── Text segment
And scene!
San Antonio museum lifts curtain on glamorous new Hollywood exhibit
Two of Texas' premier cultural institutions are collaborating on a glitzy new show. For the first time ever, the McNay Art Museum and the University of Texas at Austin will cross their respective city limits to create Hollywood’s Sistine Chapel: Sacred Sets for Stage & Screen, on display now at the San Antonio museum.
Hollywood’s Sistine Chapel is an exhibit featuring six backdrops from the 1968 Metro Goldwyn Mayer Studios film The Shoes of the Fisherman, starring Anthony Quinn.
The Shoes of the Fisherman is a papal drama, and filming required shots of the Vatican and Sistine Chapel. In some cases, artists hand painted near-exact replicas of monumental Renaissance masterpieces in the Vatican’s Sistine Chapel, including the iconic Michelangelo’s The Last Judgement.
Visitors to the McNay can see these on view through April 4, 2021.
The rare, meticulously crafted pieces are part of UT's Texas Performing Arts collection, and were saved in 2017 by the Art Directors Guild Archives’ Backdrop Recovery Project after they were originally going to be discarded.
“In MGM’s Golden Age, teams of scenic artists worked together to create monumental illusions for the silver screen by hand, with skills refined over generations of master-apprentice training," explains UT lecturer Karen L. Maness, who is also Texas Performing Arts' Scenic Art Supervisor.
Backdrops featured in Hollywood’s Sistine Chapel are just a handful of those housed in the Texas Performing Arts' collection. The UT institution has more than 50 pieces from the height of Hollywood's Golden Age, which are studied — and sometimes replicated — by UT Scenic Arts students.
────
── Exercise data
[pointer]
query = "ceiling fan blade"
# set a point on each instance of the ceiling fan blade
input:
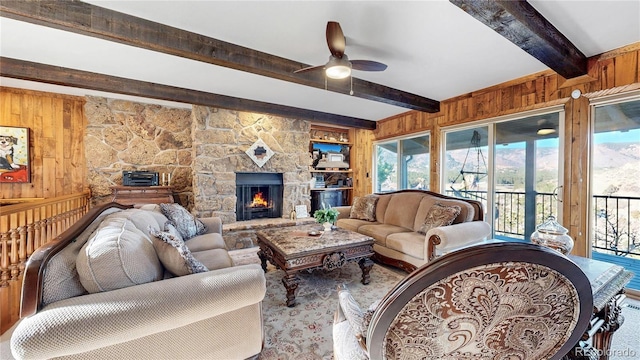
(309, 68)
(367, 65)
(335, 39)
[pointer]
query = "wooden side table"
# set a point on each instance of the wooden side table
(130, 195)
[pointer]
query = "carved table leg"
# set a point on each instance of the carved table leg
(290, 282)
(365, 264)
(613, 319)
(263, 260)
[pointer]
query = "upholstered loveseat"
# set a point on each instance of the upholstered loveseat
(399, 224)
(136, 303)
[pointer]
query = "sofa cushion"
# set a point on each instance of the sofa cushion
(187, 224)
(214, 259)
(379, 232)
(352, 224)
(142, 218)
(439, 215)
(206, 242)
(410, 243)
(381, 206)
(467, 211)
(402, 209)
(61, 279)
(117, 255)
(173, 253)
(364, 208)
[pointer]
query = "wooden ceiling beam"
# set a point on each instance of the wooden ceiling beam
(26, 70)
(91, 20)
(523, 25)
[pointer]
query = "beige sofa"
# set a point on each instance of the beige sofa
(214, 314)
(400, 214)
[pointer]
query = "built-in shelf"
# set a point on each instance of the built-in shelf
(326, 142)
(338, 142)
(331, 189)
(327, 171)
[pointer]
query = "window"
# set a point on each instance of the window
(615, 170)
(402, 164)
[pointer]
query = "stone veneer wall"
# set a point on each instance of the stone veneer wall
(220, 140)
(124, 135)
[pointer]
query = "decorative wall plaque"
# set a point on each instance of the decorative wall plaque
(259, 152)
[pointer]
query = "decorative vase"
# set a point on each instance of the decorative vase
(553, 235)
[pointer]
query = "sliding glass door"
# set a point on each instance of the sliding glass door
(513, 166)
(615, 188)
(402, 164)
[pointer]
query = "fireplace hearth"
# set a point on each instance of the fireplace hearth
(259, 195)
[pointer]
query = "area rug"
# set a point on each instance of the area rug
(304, 331)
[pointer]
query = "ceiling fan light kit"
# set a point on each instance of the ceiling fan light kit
(338, 68)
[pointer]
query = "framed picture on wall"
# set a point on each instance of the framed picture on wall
(14, 155)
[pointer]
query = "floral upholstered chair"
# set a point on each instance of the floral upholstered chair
(491, 301)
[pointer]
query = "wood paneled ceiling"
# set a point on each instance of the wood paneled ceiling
(241, 55)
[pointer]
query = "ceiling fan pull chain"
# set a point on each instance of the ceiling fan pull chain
(351, 92)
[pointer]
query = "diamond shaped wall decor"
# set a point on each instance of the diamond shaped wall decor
(259, 152)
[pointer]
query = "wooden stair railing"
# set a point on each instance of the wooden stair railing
(24, 228)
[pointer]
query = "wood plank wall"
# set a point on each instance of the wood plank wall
(56, 128)
(617, 71)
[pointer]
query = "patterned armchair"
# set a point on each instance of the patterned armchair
(491, 301)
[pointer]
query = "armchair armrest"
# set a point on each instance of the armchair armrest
(213, 224)
(454, 237)
(343, 211)
(93, 321)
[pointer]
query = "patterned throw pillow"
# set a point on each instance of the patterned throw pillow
(364, 208)
(439, 215)
(187, 224)
(173, 253)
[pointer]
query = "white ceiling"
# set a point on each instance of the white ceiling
(432, 48)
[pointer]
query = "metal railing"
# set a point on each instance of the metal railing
(616, 219)
(616, 224)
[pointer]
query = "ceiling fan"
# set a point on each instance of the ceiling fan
(339, 66)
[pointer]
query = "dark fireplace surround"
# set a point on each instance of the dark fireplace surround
(259, 195)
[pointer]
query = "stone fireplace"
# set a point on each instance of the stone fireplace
(220, 139)
(259, 195)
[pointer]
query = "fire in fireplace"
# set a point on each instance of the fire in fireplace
(259, 195)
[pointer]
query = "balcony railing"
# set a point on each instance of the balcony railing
(616, 225)
(615, 222)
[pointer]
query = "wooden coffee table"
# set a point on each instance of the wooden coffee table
(292, 250)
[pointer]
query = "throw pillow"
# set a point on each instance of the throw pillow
(364, 208)
(173, 253)
(439, 215)
(117, 255)
(187, 224)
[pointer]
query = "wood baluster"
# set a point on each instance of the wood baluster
────
Activity list:
A. According to the article about the Hollywood exhibit at the McNay, through what date can visitors see the backdrops?
B. List every person named in the article about the Hollywood exhibit at the McNay.
C. Continue the article about the Hollywood exhibit at the McNay, picking up after its final sentence.

Responses for each task:
A. April 4, 2021

B. Anthony Quinn, Michelangelo, Karen L. Maness

C.
Displayed alongside the backdrops are a handful of pieces to help add context to the artistic endeavors of Hollywood scenic designers. On display are works from the McNay's Tobin's Collection of Theatre Arts, such as cathedral-inspired maquettes for Giacomo Meyerbeer’s opera La Prophète and opera costume designs by Jim Dine forJohn the Baptist in Salome.
“By exhibiting these rare backdrops, the McNay expands Robert L.B. Tobin’s heartfelt imperative that future generations of designers discover and learn about nearly lost practices, like hand-painting scenic backdrops,” said R. Scott Blackshire, curator of the Tobin Collection. “It’s exciting to bring the Italian Renaissance to San Antonio — by way of Hollywood; and to debut the results of the Backdrop Recovery Project for the first time at an art institution.”
Hollywood’s Sistine Chapel: Sacred Sets for Stage & Screen is on view now in the Tobin Theatre Arts and Brown Galleries through April 4, 2021. The McNay reopened June 26 after a three-month shutter due to COVID-19. It now operates at limited capacity, and viewers must wear masks and adhere to social distancing guidelines.